_What to do_
A – In the book review, which other review does the writer call much better and worth a look?
B – Copy the part of the book review that begins at the words "Which brings me" and stops after "but actually uproarious.", changing "voyeuristic Googling" to "curious searching".

While I hate (I mean really fucking hate, will-cross-you-off-my-decent-human-list hate) being told that’s there’s anything I simply have to read… you have to read this book. And you have to read it now. If you are even vaguely in, around, near, tangent to, or participating in the eternally brewing celebration/maelstrom/shitstorm that is the Lovecraftian community, this book will make you laugh like hell, but mark my words: for all that it’s a good book, the roman a clef aspects of it have a shelf date. Yes, they will still be funny in five years, but people will fade from the scene, eventually Facebook will vanish, the archives of Usenet will disappear, and so on. While bits and pieces of that which is being mocked here will remain, you won’t be able to click twice and find a two-month-old fight on the web between characters in the book.

Which brings me to the point that this book is hilarious not only because it’s funny, but because the fanfic is already out there in the form of crazed screeds and ridiculous Twitter spats. The I Am Providence reading experience, if you are not yet acquainted with the principles and their conflicts, can continue through days and weeks of voyeuristic Googling. Get it while the getting is not merely good, but actually uproarious.

Some reviewers have taken this book to task for being too hard on geeks, and that’s simply not true. This book is kind of like reading the mean girls’ secret yearbook notes, true, but it’s only so mean, and it’s certainly no worse than anything you can find said by most of the principles in this book.  One reviewer described it as “loving,” and I think that’s actually not far off the mark, given how much nastier this book could be. The Fangoria review is much better, and worth a look. Now… I say all this not having seen myself in the book. I imagine that some people out there are decidedly not amused, and are stopped from bringing the lawsuits they have already contemplated primarily by the embarrassment that would be necessitated by having to prove in court that they have been unfairly slandered. And are not, in fact,  as loco, snooty, self-important, racist, sexist, megalomaniacal, deluded, or fundamentally creepy as they are portrayed in the book.

_Data extract_
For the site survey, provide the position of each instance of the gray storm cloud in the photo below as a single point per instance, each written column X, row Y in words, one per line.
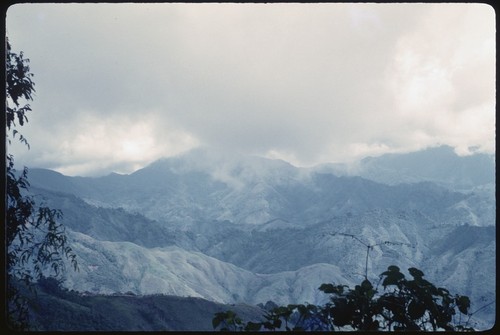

_Solution list_
A – The Fangoria review.

B –
Which brings me to the point that this book is hilarious not only because it’s funny, but because the fanfic is already out there in the form of crazed screeds and ridiculous Twitter spats. The I Am Providence reading experience, if you are not yet acquainted with the principles and their conflicts, can continue through days and weeks of curious searching. Get it while the getting is not merely good, but actually uproarious.